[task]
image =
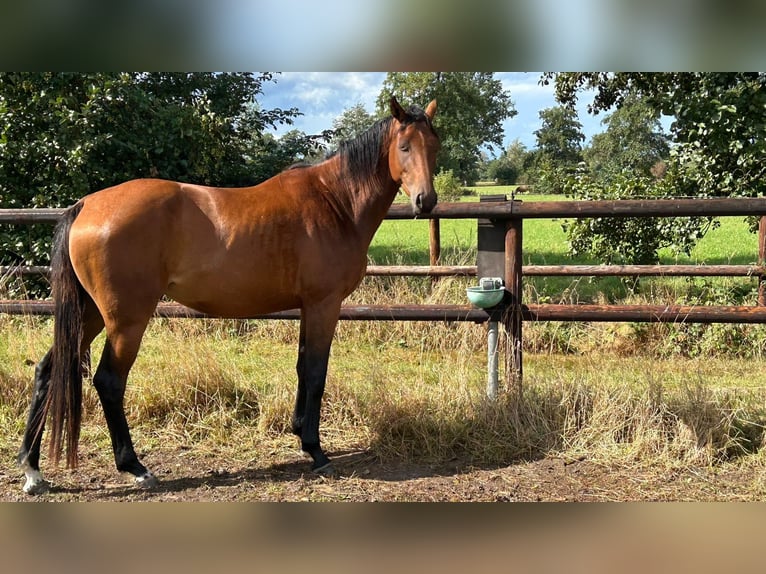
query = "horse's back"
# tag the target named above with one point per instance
(224, 251)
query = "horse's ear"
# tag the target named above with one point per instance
(397, 110)
(431, 110)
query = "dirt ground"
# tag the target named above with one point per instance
(188, 476)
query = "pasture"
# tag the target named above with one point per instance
(606, 412)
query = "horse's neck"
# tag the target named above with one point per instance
(366, 202)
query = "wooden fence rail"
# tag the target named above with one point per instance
(508, 216)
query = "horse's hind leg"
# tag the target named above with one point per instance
(110, 381)
(29, 453)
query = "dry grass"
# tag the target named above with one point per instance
(415, 391)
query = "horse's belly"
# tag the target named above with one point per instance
(223, 298)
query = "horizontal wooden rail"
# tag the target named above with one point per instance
(448, 313)
(466, 313)
(645, 270)
(713, 207)
(529, 270)
(645, 313)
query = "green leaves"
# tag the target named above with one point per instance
(64, 135)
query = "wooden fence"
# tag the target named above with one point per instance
(501, 255)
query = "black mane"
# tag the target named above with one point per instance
(362, 153)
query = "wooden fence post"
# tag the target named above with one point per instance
(512, 319)
(762, 260)
(434, 242)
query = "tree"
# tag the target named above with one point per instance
(718, 141)
(64, 135)
(633, 142)
(559, 148)
(472, 108)
(719, 132)
(512, 164)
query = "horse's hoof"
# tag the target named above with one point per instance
(326, 471)
(147, 481)
(35, 486)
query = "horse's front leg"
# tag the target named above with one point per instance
(318, 325)
(300, 396)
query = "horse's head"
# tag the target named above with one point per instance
(412, 154)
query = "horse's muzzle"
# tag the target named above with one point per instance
(424, 203)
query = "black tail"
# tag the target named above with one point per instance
(64, 402)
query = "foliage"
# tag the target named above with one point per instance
(559, 148)
(448, 187)
(629, 240)
(719, 130)
(633, 142)
(472, 107)
(511, 166)
(64, 135)
(718, 136)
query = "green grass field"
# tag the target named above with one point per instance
(666, 396)
(406, 242)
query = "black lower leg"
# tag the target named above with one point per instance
(314, 389)
(29, 453)
(300, 397)
(111, 392)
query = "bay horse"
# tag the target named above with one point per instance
(297, 240)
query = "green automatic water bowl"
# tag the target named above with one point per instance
(487, 294)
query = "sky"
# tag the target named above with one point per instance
(323, 96)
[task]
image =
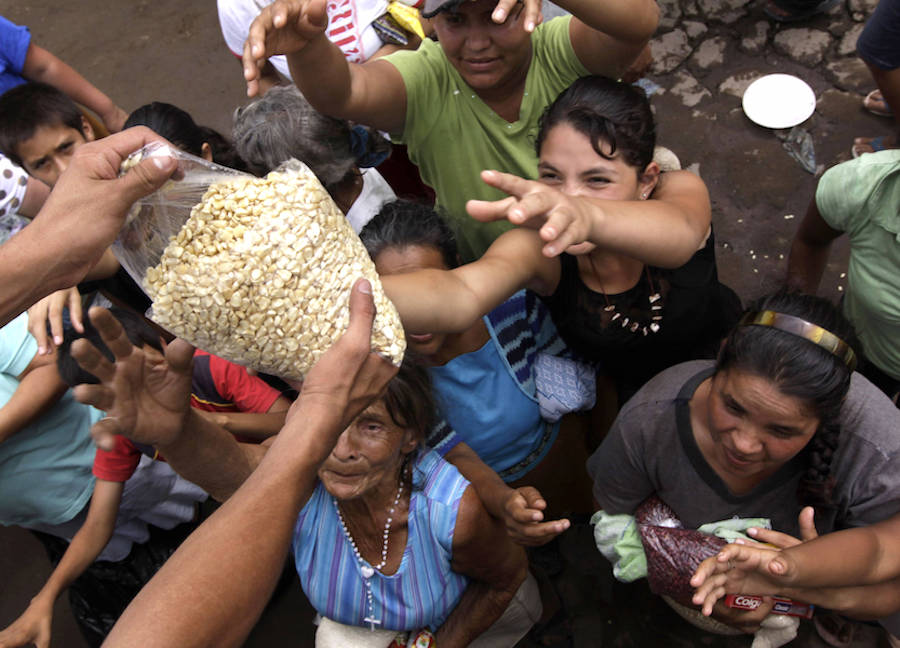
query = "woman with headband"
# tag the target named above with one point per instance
(778, 423)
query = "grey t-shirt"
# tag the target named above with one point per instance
(651, 449)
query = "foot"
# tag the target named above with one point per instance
(862, 145)
(875, 104)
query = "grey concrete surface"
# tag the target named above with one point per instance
(707, 52)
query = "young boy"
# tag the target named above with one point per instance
(247, 405)
(40, 130)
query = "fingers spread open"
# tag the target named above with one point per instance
(111, 332)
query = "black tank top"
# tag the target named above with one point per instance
(617, 331)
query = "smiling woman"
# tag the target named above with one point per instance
(778, 422)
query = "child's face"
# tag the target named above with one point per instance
(47, 153)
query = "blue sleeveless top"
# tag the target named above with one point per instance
(424, 590)
(490, 410)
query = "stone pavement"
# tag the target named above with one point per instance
(706, 52)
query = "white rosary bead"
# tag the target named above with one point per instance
(368, 571)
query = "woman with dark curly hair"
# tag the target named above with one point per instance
(779, 422)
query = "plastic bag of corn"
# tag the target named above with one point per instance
(255, 270)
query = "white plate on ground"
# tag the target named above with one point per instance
(779, 101)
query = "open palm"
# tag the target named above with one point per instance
(146, 397)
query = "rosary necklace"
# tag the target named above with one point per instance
(632, 324)
(368, 571)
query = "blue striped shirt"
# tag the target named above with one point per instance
(422, 592)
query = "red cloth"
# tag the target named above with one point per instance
(119, 463)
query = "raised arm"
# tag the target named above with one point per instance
(496, 568)
(664, 231)
(35, 623)
(41, 65)
(608, 36)
(192, 600)
(372, 93)
(450, 301)
(39, 388)
(809, 251)
(257, 426)
(520, 509)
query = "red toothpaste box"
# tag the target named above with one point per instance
(782, 605)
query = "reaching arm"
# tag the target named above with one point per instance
(193, 600)
(496, 568)
(80, 219)
(35, 623)
(520, 509)
(664, 231)
(39, 388)
(41, 65)
(450, 301)
(372, 93)
(36, 193)
(809, 251)
(608, 36)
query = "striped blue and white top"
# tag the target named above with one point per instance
(424, 590)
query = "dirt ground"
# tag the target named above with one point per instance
(169, 50)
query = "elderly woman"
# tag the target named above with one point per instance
(642, 293)
(778, 422)
(282, 125)
(390, 538)
(381, 497)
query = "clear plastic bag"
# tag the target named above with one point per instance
(255, 270)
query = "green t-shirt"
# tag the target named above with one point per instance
(452, 134)
(862, 198)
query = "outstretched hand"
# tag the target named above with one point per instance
(532, 9)
(32, 628)
(524, 515)
(283, 27)
(146, 397)
(50, 311)
(562, 221)
(744, 568)
(349, 376)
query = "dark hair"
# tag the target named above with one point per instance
(409, 401)
(30, 106)
(282, 125)
(179, 127)
(801, 369)
(136, 328)
(403, 223)
(605, 110)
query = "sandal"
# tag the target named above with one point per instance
(778, 14)
(875, 104)
(863, 145)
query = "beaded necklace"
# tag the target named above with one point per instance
(368, 571)
(632, 324)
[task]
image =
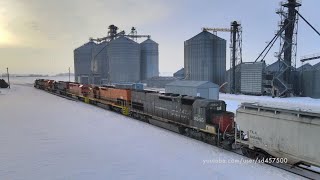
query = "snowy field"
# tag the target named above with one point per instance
(43, 136)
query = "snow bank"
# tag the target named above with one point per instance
(294, 103)
(43, 136)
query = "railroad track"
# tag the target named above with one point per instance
(298, 170)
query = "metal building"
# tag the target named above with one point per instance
(149, 59)
(203, 89)
(205, 58)
(179, 74)
(82, 62)
(124, 60)
(252, 78)
(311, 83)
(99, 63)
(159, 82)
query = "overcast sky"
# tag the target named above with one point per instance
(39, 36)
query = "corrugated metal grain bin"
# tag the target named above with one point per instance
(82, 60)
(203, 89)
(251, 75)
(205, 58)
(311, 83)
(124, 60)
(149, 59)
(99, 64)
(282, 133)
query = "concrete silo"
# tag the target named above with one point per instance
(149, 59)
(124, 60)
(205, 58)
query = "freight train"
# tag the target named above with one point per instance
(259, 132)
(202, 119)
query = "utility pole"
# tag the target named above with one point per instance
(69, 74)
(8, 77)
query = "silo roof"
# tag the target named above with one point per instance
(185, 83)
(123, 39)
(149, 41)
(305, 67)
(205, 35)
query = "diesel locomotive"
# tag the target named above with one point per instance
(202, 119)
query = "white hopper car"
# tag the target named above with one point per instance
(281, 133)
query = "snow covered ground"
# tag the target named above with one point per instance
(296, 103)
(43, 136)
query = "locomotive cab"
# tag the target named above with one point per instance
(212, 113)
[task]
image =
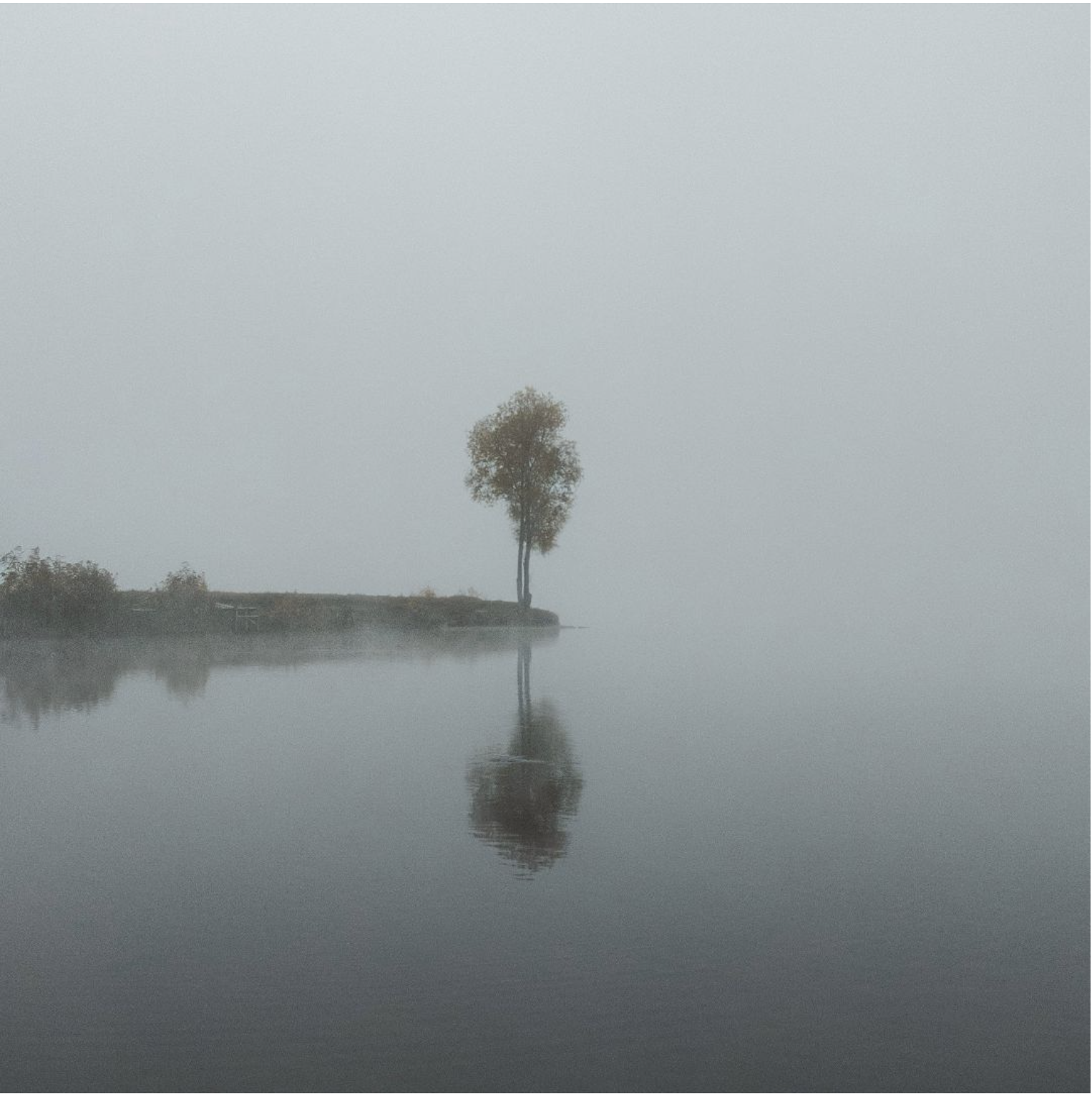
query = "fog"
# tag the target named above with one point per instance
(813, 283)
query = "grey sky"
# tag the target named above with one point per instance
(811, 280)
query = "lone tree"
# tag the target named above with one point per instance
(517, 455)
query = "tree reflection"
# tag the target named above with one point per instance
(40, 680)
(522, 799)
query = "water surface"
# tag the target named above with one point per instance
(575, 861)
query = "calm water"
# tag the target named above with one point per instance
(600, 861)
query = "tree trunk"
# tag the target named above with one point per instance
(527, 574)
(520, 572)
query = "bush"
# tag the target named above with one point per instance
(51, 594)
(184, 597)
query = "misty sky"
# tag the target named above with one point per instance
(811, 280)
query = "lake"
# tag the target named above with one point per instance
(580, 859)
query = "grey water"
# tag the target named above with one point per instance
(581, 859)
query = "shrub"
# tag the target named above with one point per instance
(49, 592)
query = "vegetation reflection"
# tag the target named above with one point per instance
(520, 800)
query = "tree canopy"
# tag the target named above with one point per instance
(518, 456)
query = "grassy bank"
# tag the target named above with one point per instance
(141, 612)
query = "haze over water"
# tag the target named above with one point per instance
(360, 863)
(806, 805)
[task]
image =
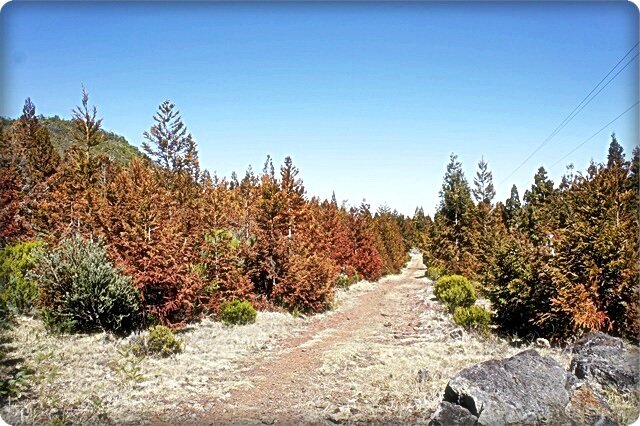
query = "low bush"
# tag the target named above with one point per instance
(454, 291)
(237, 313)
(18, 292)
(434, 272)
(80, 291)
(342, 281)
(472, 318)
(159, 341)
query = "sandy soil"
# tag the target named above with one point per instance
(383, 355)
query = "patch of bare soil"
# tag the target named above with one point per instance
(383, 355)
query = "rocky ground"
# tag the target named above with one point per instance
(384, 354)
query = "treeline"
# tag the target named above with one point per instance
(562, 260)
(182, 240)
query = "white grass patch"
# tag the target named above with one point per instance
(91, 378)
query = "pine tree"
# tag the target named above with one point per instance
(454, 240)
(170, 145)
(484, 191)
(513, 209)
(538, 214)
(615, 158)
(86, 126)
(38, 158)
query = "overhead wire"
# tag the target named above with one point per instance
(596, 133)
(578, 108)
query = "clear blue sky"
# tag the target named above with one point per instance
(369, 99)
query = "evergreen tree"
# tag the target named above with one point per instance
(455, 234)
(615, 158)
(513, 209)
(170, 145)
(484, 191)
(37, 157)
(86, 126)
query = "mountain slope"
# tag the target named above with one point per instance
(115, 146)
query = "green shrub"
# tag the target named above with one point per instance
(342, 281)
(17, 291)
(160, 341)
(434, 272)
(237, 312)
(472, 318)
(454, 291)
(81, 291)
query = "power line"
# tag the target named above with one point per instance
(595, 134)
(579, 107)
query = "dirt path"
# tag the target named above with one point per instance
(284, 387)
(383, 355)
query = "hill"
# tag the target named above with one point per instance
(114, 145)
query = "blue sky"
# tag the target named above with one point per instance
(369, 99)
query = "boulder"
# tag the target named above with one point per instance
(606, 360)
(452, 414)
(524, 389)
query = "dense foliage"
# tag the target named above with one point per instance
(81, 291)
(454, 291)
(564, 260)
(186, 240)
(18, 291)
(237, 312)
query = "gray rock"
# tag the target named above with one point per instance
(542, 343)
(456, 333)
(606, 360)
(423, 375)
(524, 389)
(452, 414)
(587, 408)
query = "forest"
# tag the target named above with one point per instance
(95, 235)
(195, 296)
(559, 262)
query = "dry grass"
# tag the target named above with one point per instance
(93, 378)
(388, 376)
(392, 368)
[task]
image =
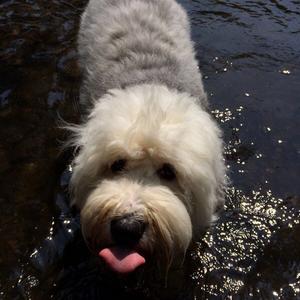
......
**YOUR OBJECTIVE:**
Collect every line of the entries above that contains the word "patch", matching case exactly.

**EXERCISE SOLUTION:**
query = "patch of bare soil"
query = "white grass patch"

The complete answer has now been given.